== MATERIAL FOR THE TASK

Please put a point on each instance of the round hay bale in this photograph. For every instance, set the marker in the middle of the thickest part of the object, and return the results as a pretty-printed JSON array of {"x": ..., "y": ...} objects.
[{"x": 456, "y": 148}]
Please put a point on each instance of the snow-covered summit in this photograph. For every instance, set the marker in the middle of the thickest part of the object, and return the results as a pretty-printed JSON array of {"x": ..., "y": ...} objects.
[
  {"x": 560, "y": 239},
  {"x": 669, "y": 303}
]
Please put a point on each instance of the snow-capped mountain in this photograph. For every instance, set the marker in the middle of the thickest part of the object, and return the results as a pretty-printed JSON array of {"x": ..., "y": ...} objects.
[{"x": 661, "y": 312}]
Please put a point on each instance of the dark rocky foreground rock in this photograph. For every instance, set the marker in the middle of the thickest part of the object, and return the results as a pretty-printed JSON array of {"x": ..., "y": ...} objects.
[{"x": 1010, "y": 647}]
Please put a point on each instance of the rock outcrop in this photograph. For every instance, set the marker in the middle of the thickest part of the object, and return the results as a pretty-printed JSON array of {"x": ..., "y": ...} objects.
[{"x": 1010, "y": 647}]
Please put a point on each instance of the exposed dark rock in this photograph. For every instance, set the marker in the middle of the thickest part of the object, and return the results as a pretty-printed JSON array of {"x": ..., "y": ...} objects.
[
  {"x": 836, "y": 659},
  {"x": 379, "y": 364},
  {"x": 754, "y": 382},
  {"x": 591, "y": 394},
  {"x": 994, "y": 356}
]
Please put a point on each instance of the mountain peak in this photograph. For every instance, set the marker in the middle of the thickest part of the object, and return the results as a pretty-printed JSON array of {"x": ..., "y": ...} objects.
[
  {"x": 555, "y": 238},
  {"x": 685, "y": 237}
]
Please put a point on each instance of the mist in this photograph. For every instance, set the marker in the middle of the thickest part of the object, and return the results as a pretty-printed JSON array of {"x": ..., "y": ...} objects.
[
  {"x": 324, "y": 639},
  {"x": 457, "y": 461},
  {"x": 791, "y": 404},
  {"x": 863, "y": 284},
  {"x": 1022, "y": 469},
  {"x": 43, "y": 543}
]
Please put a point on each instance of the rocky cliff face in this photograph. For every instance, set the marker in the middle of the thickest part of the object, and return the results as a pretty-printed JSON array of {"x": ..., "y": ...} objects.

====

**SHORT TASK**
Take the lines above and retype all of them exactly.

**ANSWER TO THE TASK**
Please put a point on each instance of the round hay bale in this photograph. For every instance, set the marker in the middle of the thickest part of the object, and return the results as a pretty-printed JSON array of {"x": ..., "y": ...} objects.
[{"x": 456, "y": 148}]
Please put a point on each instance of the snow-covered summit in this photograph. For every instance, set the marker in the middle of the thickest part of the object, and return the results as a pretty-printed JSON array of {"x": ..., "y": ...} objects.
[
  {"x": 560, "y": 239},
  {"x": 669, "y": 303}
]
Please put a point on each instance of the snow-capped mountain in this photograph. For every instance, set the marker in the middle of the thickest part of the object, and return the results as a pretty-printed JSON array of {"x": ..., "y": ...} objects.
[{"x": 661, "y": 312}]
Please put a point on each instance of the dark rocky foreground rock in this photograph. For every instance, set the marker in the middle of the thickest part of the object, and return the results as a pretty-printed JSON array of {"x": ..., "y": ...} objects.
[{"x": 1010, "y": 647}]
Please put a point on each instance of the rock outcrop in this photograph. For every instance, set the marker in the middle of the thickest part of the object, and return the results as a pretty-printed JSON array of {"x": ..., "y": ...} objects.
[{"x": 1010, "y": 647}]
Please put a point on each instance of the exposed dark rock in this photograph. For every instance, set the marker in the middle of the thickest part of the object, and return the results as a pretty-printed JSON array of {"x": ..., "y": ...} objects.
[
  {"x": 836, "y": 659},
  {"x": 379, "y": 364},
  {"x": 754, "y": 382},
  {"x": 591, "y": 394},
  {"x": 994, "y": 356}
]
Please put a point on each instance of the mountain peak in this photograph. For every instance, set the marker in the middle of the thickest part of the object, and return the results as a pretty-printed JSON array of {"x": ..., "y": ...} objects.
[
  {"x": 555, "y": 238},
  {"x": 685, "y": 237}
]
Please put a point on each instance of the mist in this photograph. For every instance, set the marker in the middle of the thickest part of the object, and return the results as a pretty-printed JSON array of {"x": ..., "y": ...} objects.
[
  {"x": 324, "y": 639},
  {"x": 457, "y": 461},
  {"x": 791, "y": 404},
  {"x": 863, "y": 284},
  {"x": 1022, "y": 469},
  {"x": 43, "y": 543}
]
Please put a point on each instance of the rocky cliff face in this photograph. For every instance, set the marker in the middle of the thickest part of the object, and return the results as a pretty-printed JSON array of {"x": ..., "y": ...} objects.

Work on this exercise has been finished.